*TEXT EXCERPT*

────────

The DeWitt brothers, Marv and Bill, introduced turkey poult hatcheries. This was the beginning of the immensely successful Bil-Mar Foods and now Request Foods. The second set of De Witt brothers, Jack and Dick, vertically integrated the industry and invented automatic poultry feeding systems that became Big Dutchman, a world-wide corporation.

In the 1940s Bill-Mar had a batch of 500 turkey poults that would not eat. They were about to destroy the birds, when Marv and Bill borrowed a teenager working for Janssen Farms up the road, to try to force feed the birds by hand. This did not work. The teenager then hit on an idea he had heard about, to mix something shiny in the mash to entice the poults to eat. He put children’s marbles in the mash and the birds pecked at the marbles and got beaks full of food and survived.  That’s how a future president of Calvin College earned his keep. The teenager’s name was Anthony “Tony” Diekema!

Did you know that Holland engineers designed and manufactured airplanes and airplane engines in the early 20th century? With some luck, Holland might have beat out Seattle. It started with John Buchanan, an aeronautical buff, who built a model “aeroplane” in 1909. The full-scale version was to be a craft with rigid aluminum wings thirty-five feet in length, and a seven cylinder, fifty-horsepower gas engine with a unique reversible propeller. Enthusiastic businessmen talked of forming a company to “manufacture the ship on a large scale,” believing the “Buchanan machine will be foremost of all.” Buchanan displayed his model at the Detroit Aeroplane Club to enthusiastic acclaim, where “competent engineers” called his design the “greatest airship of the age.” Manufacturing companies in New York and St. Louis were said to be eager for the contract, and Buchanan and local investors formed the Flying Dutchman Aeroplane Co. of Holland to do the work. Over the next five, Buchanan and his brother completely redesigned his model with dual propellers, a one hundred-horsepower engine, and a cabin underneath to carry forty passengers. Despite the excellent design work, the Buchanan brothers never built a full-scale model.

About fifteen years later, a flamboyant Hungarian engineer came to Holland from Moline, Illinois and founded the Szekely (Za-ki) Aircraft & Engine Company. He and some twenty engineers actually built airplanes and motors in a new factory on West 12th Street (now part of Thermotron). He named his aircraft (what else?) Flying Dutchman. Szekely’s three-cylinder motors powered Ford Tri-Motor aircraft, the first commercial airliners. To finance his operations. Szekely offered stock at $45 per share and enthusiastic local investors snapped up the beautifully engraved shares, which featured a vignette of an American eagle.

────────

(Stored data)
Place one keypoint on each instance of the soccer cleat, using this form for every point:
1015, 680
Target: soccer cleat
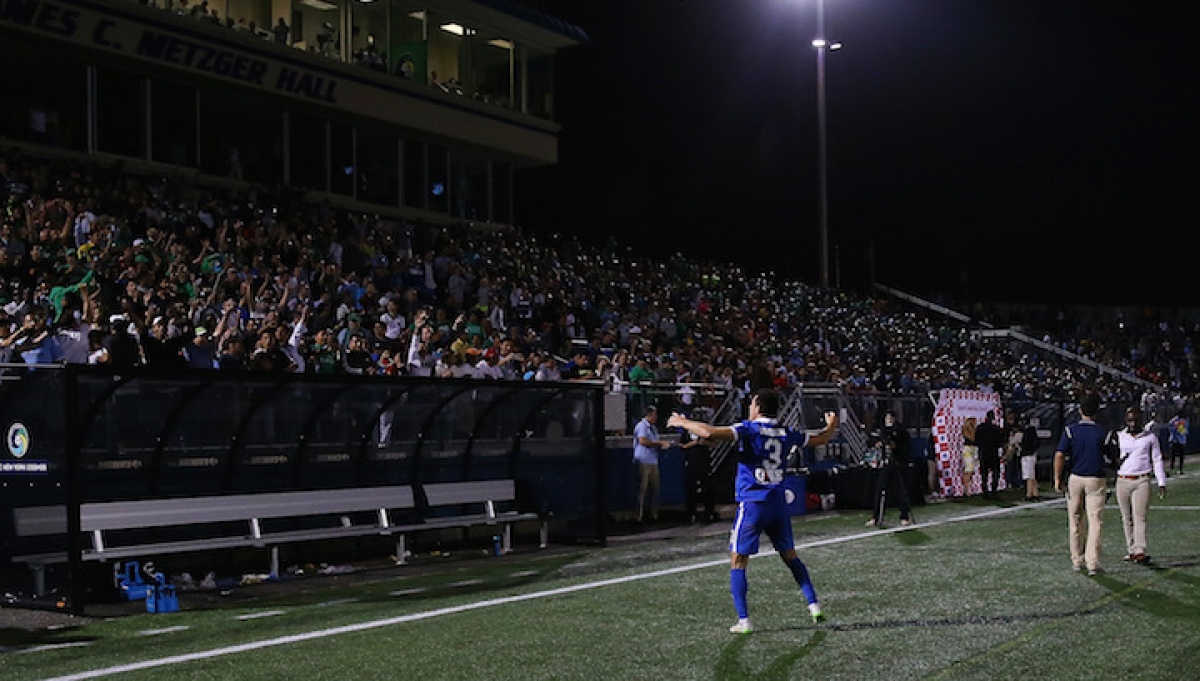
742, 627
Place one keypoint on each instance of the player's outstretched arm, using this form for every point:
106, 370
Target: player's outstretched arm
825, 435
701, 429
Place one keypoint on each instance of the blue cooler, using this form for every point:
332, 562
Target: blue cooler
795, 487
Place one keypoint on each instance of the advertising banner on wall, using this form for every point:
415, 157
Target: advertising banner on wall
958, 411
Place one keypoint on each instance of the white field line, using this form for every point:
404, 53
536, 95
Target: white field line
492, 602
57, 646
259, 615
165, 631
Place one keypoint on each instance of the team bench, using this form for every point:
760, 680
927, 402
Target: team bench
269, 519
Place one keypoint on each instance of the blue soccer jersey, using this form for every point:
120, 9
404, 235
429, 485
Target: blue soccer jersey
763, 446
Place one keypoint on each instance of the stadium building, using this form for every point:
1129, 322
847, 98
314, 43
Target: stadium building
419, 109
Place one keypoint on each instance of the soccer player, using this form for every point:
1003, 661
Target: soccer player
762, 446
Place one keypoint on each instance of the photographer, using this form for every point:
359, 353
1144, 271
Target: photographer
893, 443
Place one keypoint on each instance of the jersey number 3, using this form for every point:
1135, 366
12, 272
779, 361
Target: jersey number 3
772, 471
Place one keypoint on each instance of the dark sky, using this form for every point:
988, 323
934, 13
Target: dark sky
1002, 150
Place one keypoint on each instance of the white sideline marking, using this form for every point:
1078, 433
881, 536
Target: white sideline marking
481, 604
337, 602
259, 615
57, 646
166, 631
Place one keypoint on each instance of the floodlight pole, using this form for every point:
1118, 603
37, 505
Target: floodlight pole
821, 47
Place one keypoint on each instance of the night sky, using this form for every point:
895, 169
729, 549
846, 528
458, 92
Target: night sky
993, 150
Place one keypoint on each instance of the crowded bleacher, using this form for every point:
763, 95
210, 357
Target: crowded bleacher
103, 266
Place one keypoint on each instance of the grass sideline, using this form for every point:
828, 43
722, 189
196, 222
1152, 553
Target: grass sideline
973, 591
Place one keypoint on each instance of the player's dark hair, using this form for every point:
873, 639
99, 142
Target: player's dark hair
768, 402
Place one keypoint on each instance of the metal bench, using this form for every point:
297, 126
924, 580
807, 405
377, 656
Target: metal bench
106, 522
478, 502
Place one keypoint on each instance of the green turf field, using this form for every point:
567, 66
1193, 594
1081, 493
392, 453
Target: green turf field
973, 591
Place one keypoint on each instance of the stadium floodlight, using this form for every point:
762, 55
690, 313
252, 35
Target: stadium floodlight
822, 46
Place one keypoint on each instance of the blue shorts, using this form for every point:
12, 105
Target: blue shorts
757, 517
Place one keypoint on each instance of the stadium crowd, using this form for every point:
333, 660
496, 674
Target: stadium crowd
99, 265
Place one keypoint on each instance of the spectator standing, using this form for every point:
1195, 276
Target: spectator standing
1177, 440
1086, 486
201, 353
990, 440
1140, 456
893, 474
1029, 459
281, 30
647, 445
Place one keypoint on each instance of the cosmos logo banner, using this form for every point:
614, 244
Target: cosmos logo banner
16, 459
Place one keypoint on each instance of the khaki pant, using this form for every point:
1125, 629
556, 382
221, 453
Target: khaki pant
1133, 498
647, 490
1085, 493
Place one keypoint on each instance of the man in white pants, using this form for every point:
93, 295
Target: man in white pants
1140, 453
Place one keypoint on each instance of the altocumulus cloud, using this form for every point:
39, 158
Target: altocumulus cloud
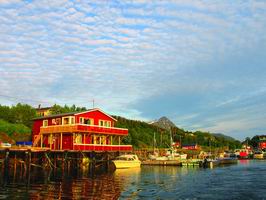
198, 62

────────

*GOAL A*
Please render the part of the listing that opens with the line containing "Place one keypoint on each instance of the man" and runs through the end of the listing as a numbered list, skipping blank lines and leaving out the pictures.
*GOAL B*
Write the next part of the excerpt on Holland's poultry and aircraft ventures, picking up after its final sentence.

*TASK OUTPUT A*
1. Place one keypoint on each instance of the man in white pants, using this form for every point:
2. 93, 295
3. Target: man in white pants
4. 1140, 453
5. Place one keypoint on each instance of the altocumulus cloud, using this form for every point:
6. 39, 158
7. Target: altocumulus cloud
8. 198, 62

*TASK OUTPUT B*
Szekely’s first love was racing airplanes. He dedicated the city’s first real airport at Riley Street and 136th (later the site of West Ottawa High School). Several thousand spectators came to watch renowned pilots race, compete in a dead-stick contest, and do flyovers of the four runways, two of 2,200 feet. In 1929 he entered his Flying Dutchman in the Los Angeles international airshow and won kudos from racing enthusiasts.

The company went broke in the Depression and that was the end of Holland as an aeronautical center. But one of Szekely’s engines, the Roamer RS3, is on permanent display at the Pima Air & Space Museum in Tucson. It says on the display case: “manufactured in Holland Michigan.”

Prince Corp. made Holland a leading car parts and assembly center and engineer Kon Marcus was in the middle of it.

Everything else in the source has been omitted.